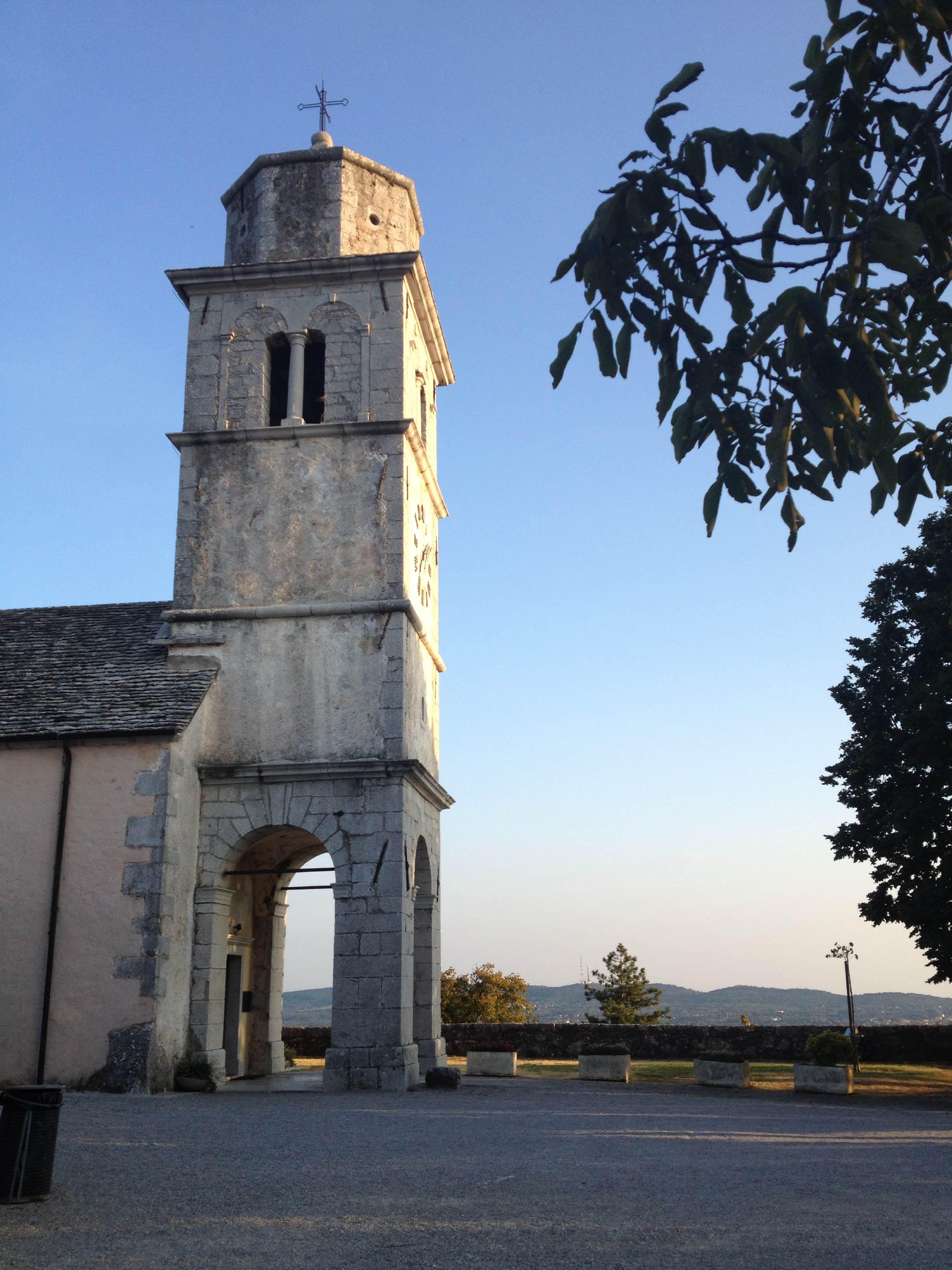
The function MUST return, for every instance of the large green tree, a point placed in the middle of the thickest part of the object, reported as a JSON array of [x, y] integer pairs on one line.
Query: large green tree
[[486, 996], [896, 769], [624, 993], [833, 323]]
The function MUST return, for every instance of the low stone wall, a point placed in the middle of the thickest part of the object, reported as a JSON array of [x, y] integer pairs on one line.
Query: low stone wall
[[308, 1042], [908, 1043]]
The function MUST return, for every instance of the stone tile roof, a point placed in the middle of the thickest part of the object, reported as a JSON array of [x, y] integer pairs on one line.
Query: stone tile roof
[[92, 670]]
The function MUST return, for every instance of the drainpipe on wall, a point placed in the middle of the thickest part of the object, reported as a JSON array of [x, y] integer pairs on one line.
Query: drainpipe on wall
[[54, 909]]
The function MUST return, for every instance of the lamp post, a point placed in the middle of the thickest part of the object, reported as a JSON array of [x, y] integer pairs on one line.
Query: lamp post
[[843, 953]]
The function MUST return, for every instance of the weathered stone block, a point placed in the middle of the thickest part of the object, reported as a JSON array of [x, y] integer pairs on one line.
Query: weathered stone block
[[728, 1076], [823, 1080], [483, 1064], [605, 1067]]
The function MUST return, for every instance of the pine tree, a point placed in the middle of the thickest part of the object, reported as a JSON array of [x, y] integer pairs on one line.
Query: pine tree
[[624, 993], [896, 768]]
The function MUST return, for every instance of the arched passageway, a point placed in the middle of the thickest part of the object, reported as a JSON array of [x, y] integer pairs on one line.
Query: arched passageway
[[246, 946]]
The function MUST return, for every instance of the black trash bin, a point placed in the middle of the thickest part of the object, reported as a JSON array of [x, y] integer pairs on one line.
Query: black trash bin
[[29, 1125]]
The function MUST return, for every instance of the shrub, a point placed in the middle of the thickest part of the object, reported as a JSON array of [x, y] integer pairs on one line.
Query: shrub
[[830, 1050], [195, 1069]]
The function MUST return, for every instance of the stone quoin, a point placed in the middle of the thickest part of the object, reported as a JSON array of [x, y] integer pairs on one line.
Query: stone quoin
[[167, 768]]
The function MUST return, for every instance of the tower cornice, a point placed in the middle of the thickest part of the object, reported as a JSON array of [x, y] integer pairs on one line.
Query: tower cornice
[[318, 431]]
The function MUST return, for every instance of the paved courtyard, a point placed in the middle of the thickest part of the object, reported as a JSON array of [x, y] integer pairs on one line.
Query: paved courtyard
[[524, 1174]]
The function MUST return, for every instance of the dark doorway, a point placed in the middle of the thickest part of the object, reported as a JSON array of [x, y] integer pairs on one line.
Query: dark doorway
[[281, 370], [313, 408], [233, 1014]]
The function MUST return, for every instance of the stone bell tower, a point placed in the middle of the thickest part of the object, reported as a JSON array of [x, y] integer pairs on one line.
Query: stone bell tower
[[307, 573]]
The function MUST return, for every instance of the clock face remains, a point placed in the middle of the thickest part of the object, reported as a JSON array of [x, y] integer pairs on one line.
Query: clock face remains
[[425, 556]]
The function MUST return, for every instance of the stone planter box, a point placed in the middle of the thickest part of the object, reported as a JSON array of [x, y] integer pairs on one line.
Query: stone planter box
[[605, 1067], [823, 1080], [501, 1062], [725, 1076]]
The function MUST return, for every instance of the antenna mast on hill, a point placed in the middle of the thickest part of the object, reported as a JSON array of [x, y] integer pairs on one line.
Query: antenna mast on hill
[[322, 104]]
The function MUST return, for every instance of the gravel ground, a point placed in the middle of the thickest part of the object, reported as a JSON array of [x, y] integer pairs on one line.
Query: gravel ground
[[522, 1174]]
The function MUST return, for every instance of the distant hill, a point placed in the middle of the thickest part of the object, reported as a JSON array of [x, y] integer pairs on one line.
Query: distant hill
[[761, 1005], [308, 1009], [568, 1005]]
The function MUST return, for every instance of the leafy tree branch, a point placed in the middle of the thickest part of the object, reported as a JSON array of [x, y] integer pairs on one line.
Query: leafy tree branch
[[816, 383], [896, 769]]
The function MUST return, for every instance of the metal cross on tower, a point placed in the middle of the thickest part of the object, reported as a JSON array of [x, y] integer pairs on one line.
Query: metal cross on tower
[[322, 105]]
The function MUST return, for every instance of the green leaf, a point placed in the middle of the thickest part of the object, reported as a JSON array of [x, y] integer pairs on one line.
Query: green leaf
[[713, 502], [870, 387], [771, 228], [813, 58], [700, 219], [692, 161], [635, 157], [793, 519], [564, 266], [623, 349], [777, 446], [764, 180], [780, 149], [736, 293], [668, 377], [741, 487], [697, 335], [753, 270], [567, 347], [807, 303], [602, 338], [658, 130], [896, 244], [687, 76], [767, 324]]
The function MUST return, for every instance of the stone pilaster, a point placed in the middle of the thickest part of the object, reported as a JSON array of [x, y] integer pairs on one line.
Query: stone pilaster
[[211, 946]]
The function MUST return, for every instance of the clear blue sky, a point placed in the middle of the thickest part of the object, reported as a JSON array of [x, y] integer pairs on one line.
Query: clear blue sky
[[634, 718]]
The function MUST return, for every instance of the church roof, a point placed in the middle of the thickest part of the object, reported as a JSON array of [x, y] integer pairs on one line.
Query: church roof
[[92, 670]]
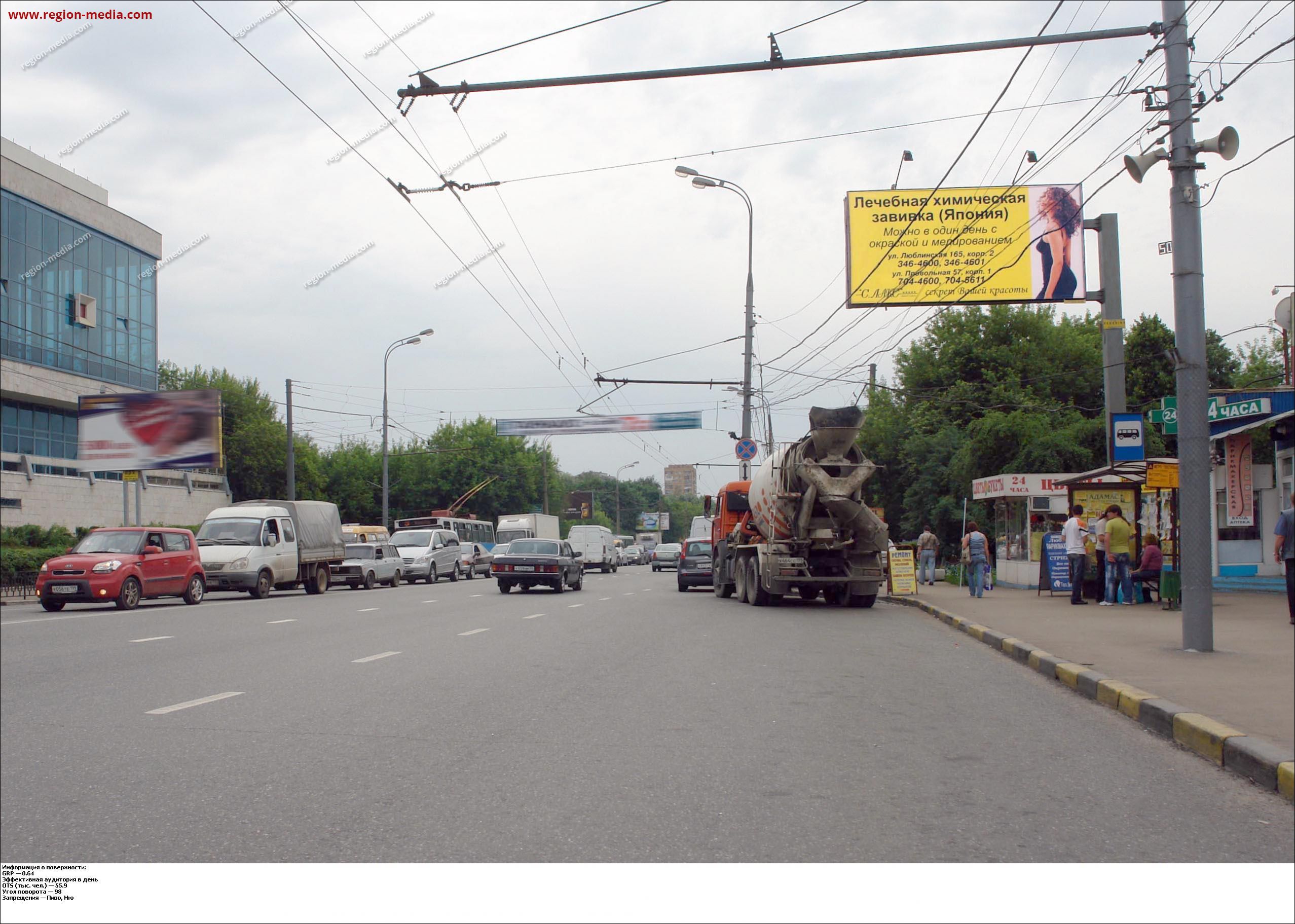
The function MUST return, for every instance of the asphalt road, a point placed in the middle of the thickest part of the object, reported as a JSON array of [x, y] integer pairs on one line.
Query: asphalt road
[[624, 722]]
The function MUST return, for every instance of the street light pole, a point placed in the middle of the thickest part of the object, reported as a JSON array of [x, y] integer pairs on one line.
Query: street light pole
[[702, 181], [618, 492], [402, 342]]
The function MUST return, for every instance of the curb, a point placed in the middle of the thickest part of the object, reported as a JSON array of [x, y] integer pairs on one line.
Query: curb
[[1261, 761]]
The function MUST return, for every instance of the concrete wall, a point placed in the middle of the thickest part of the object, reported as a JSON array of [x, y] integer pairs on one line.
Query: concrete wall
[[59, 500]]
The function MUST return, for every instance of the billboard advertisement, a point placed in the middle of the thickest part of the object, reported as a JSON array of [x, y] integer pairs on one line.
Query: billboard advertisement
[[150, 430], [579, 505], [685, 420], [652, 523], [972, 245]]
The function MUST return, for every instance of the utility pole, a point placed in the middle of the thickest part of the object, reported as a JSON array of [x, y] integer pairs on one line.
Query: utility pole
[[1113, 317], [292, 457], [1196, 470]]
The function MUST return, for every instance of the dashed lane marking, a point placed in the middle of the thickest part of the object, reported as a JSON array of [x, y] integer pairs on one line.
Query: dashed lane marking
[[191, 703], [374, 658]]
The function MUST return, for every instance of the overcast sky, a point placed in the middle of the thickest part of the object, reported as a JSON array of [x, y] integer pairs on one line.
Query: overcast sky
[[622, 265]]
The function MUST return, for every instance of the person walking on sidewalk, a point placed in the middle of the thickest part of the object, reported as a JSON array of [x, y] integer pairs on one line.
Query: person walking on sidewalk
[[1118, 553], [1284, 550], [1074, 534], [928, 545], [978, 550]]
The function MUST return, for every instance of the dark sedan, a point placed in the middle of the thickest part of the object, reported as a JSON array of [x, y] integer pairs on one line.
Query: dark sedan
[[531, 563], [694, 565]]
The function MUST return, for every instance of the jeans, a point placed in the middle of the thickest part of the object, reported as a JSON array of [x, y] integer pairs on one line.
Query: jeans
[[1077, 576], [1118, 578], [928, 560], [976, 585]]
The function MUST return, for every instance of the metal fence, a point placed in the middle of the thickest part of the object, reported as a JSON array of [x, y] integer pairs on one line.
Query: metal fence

**Written task**
Rewrite all the items above as a Markdown table with the columns "Row" and "Line": number each line and put its text beside it. Skip blank lines and leave the pictures out.

**Result for this task**
| Row | Line |
|---|---|
| 1 | The function MUST return, for every instance of the large green tree, a point placed in the middle of the thickest part of the object, reported as a JSON array of [x, y] integer pairs on one line. |
| 2 | Query: large green tree |
| 3 | [[486, 996], [896, 769], [624, 993], [833, 323]] |
| 4 | The function MUST return, for every instance of the low stone wall, a point placed in the middle of the thickest part of the object, reported as a JSON array of [x, y] integer pairs on one line. |
| 5 | Query: low stone wall |
| 6 | [[308, 1042], [908, 1043]] |
| 7 | The function MUST return, for every instance of the stone tile roof, a point placed in the middle of the thickest part of the object, reported as a JSON array of [x, y] integer pairs on one line. |
| 8 | Query: stone tile roof |
| 9 | [[92, 670]] |
| 10 | The function MUST return, for every instance of the drainpipe on wall, a point placed in the middle of the thickest part of the object, reported as a JSON array of [x, y] integer pairs on one line. |
| 11 | Query: drainpipe on wall |
| 12 | [[54, 909]] |
| 13 | The function MUST return, for every instance of the lamp post, a point placed in the middle of the thickest part of the object, reported as a JSON array of [x, y] integer pairs on one line. |
| 14 | Query: lamp post |
| 15 | [[843, 953]] |
| 16 | The function MUST return, for every instance of the weathered stone block, a point placed in the middle of the thickest part of the object, reported as a JSON array of [x, y] integer pairs on one line. |
| 17 | Query: weathered stone block |
| 18 | [[728, 1076], [823, 1080], [483, 1064], [605, 1067]] |
| 19 | The function MUST return, for every instance of the pine tree, a point placed in the middle of the thickest part of the object, reported as a JSON array of [x, y] integer pairs on one line. |
| 20 | Query: pine tree |
| 21 | [[624, 993], [896, 768]] |
| 22 | The function MUST return, for every instance of the arched passageway, a point placed in the middle of the thickest part of the object, reported as a JSON array of [x, y] integer pairs on one line. |
| 23 | Query: arched passageway |
| 24 | [[246, 946]] |
| 25 | The function MUST return, for every instance of the black trash bin, a point placed in the middle of the thickest part of the object, reported as a JSON array of [x, y] integer pairs on one line. |
| 26 | Query: black trash bin |
| 27 | [[29, 1125]] |
| 28 | The function MUST return, for every instance of the shrub, a point placed in the middle of the thickest part of the object, reported as a JSON array of [x, y] integer pairs on one line. |
| 29 | Query: shrub |
| 30 | [[830, 1050], [195, 1069]] |
| 31 | The function MUST return, for every instance of the stone quoin, a point placed in the middle of the thickest part of the object, reported as a JSON array of [x, y] integer pairs on one line. |
| 32 | Query: stone quoin |
| 33 | [[167, 768]] |
| 34 | The function MUST return, for every instance of the tower cornice, a point placed in the middle of the thickest part of the object, reported as a JSON array of [x, y] integer pairs on one line. |
| 35 | Query: tower cornice |
| 36 | [[318, 431]] |
| 37 | The function MUST return, for every instance of the paved courtyard, a point placed in the middle of the thickest part of the object, reported as a JSON array of [x, y] integer pairs on one line. |
| 38 | Query: paved courtyard |
| 39 | [[524, 1174]] |
| 40 | The function MUST return, for every instance of the dark doorway, a point placed in the middle of the thickest part of the object, reported as a JSON array of [x, y] integer pairs on one line. |
| 41 | Query: dark doorway |
| 42 | [[281, 370], [313, 408], [233, 1014]] |
| 43 | The function MUST return, for every instance of the stone bell tower, a point placed in the middle of the thickest part of the object, reported as a JSON array of [x, y] integer pairs on one line. |
| 44 | Query: stone bell tower |
| 45 | [[307, 573]] |
| 46 | The function MUST return, for every instance of the clock face remains, a point placed in the middle of the thickest part of the object, reported as a JSON array of [x, y] integer pairs on one line. |
| 47 | Query: clock face remains |
| 48 | [[425, 556]] |
| 49 | The function MUST return, for every instance of the stone planter box, a point placed in the middle of the thickest part of the object, reported as a JSON array of [x, y] integer pairs on one line. |
| 50 | Query: stone planter box |
| 51 | [[605, 1067], [823, 1080], [501, 1062], [725, 1076]] |
| 52 | The function MUST return, for every instance of the antenna mast on hill, a point placed in the middle of the thickest part of the object, reported as a JSON array of [x, y] integer pairs on one line. |
| 53 | Query: antenna mast on hill |
| 54 | [[322, 104]] |
| 55 | The function MUST return, for every instance of the gravel ground, a point placed in the middle of the thickest part of the object, reported as a JSON array of [x, y] integer pairs on one line. |
| 56 | Query: gravel ground |
| 57 | [[522, 1174]] |
| 58 | The function MUST return, for every instance of the distant hill, a point placed in the middle of the thickest part of the object, reported as a JSON array of [x, y] integer pairs on one line. |
| 59 | Query: distant hill |
| 60 | [[761, 1005], [308, 1009], [568, 1005]] |
| 61 | The function MUST return, for every instance of the leafy tree branch, a point placed in the middle of the thickest part of the object, reported as a JSON array of [x, y] integer pairs on one line. |
| 62 | Query: leafy tree branch |
| 63 | [[816, 383], [896, 769]] |
| 64 | The function MUST return, for every instance of the metal cross on tower, a point placed in the middle of the thickest part of the object, reported as a JSON array of [x, y] integer pairs on one line. |
| 65 | Query: metal cross on tower |
| 66 | [[322, 105]] |
| 67 | The function MUST return, for every instance of the green leaf, a point placed in the middle of the thickest part of the object, reported as a JSON array of [x, y] integer pairs on one line. |
| 68 | Query: green leaf |
| 69 | [[713, 502], [870, 387], [771, 228], [813, 58], [700, 219], [692, 161], [635, 157], [793, 519], [564, 266], [623, 349], [777, 446], [764, 180], [780, 149], [736, 293], [668, 377], [741, 487], [697, 335], [753, 270], [567, 347], [807, 303], [602, 338], [658, 130], [896, 244], [687, 76], [767, 324]] |
| 70 | The function MUST return, for every instance of the stone pilaster, a point placed in the middle of the thickest part of the object, reported as a JSON array of [x, y] integer pairs on one line. |
| 71 | Query: stone pilaster |
| 72 | [[211, 946]] |
| 73 | The function MUST return, for every instance of the clear blue sky, a point placed in the middle of the thickest part of the object, reported as a JSON array of [x, y] integer pairs on one line. |
| 74 | Query: clear blue sky |
| 75 | [[634, 718]] |
| 76 | The function MUST return, for every instance of the church roof, a point placed in the middle of the thickest part of the object, reported as a JSON array of [x, y] integer pairs on one line. |
| 77 | Query: church roof |
| 78 | [[92, 670]] |
| 79 | The function MUST return, for every instance of the asphalt road, a point placed in the middle of the thickest part of the object, reported as a JSON array of [x, y] integer pairs on one line. |
| 80 | Query: asphalt road |
| 81 | [[624, 722]] |
| 82 | The function MUST return, for every instance of the street light pole, a point placed in the middle of the thickest part of the object, reported as a JSON array of [x, y] integer pairs on one line. |
| 83 | Query: street light pole |
| 84 | [[702, 181], [618, 492], [402, 342]] |
| 85 | The function MUST return, for every instance of the curb, a point placed in the middle of the thickest part of the object, reported as a JSON array of [x, y] integer pairs on one line. |
| 86 | Query: curb |
| 87 | [[1261, 761]] |
| 88 | The function MUST return, for every instance of the concrete wall, a point placed in the middle of the thickest part of the object, reported as a JSON array of [x, y] integer pairs on one line. |
| 89 | Query: concrete wall |
| 90 | [[59, 500]] |
| 91 | The function MUST return, for every instance of the billboard advertisement, a point placed in the middle of the thickest part of the object, reported as a JSON array of [x, y] integer pairs on one line. |
| 92 | Query: billboard advertisement |
| 93 | [[150, 430], [579, 505], [685, 420], [652, 523], [972, 245]] |
| 94 | The function MUST return, for every instance of the utility pole, a point placed in the middle of the thickest part of the object, reported as a JSON array of [x, y] integer pairs on one line. |
| 95 | Query: utility pole |
| 96 | [[1113, 317], [292, 457], [1196, 470]] |
| 97 | The function MUST return, for every instance of the dashed lane marking, a point placed in the middle of the thickest part of the object, reported as a JSON array of [x, y] integer pairs on one line. |
| 98 | Query: dashed lane marking |
| 99 | [[191, 703], [374, 658]] |
| 100 | The function MUST return, for every instance of the overcast sky, a point placed in the middle of the thickest part of the object, reported as a JSON array of [x, y] integer pairs on one line. |
| 101 | Query: overcast sky |
| 102 | [[622, 265]] |
| 103 | The function MUST return, for every instance of the person walking on sidewalk, a point placed in the middle of the thickest part of the object, reported as a JSON array of [x, y] integer pairs on one line. |
| 104 | Query: person walking on sidewalk |
| 105 | [[1118, 553], [1284, 550], [1074, 534], [928, 545], [978, 550]] |
| 106 | The function MUST return, for every instance of the dark sedan, a point placed in the middle of the thickest part of the object, reported as a JSON array of [x, y] integer pairs on one line. |
| 107 | Query: dark sedan |
| 108 | [[531, 563], [694, 565]] |
| 109 | The function MUST return, for every instance of the jeans, a point placed in the middle of the thickest part of the object, reported as a JSON array of [x, y] integer pairs on one line. |
| 110 | Query: jeans |
| 111 | [[1077, 576], [1118, 578], [928, 560], [976, 585]] |
| 112 | The function MUST return, for every instance of the metal fence, a point placed in the middle of the thickest part of the object, reported as a JSON array of [x, y] integer pairs on one line. |
| 113 | Query: metal fence |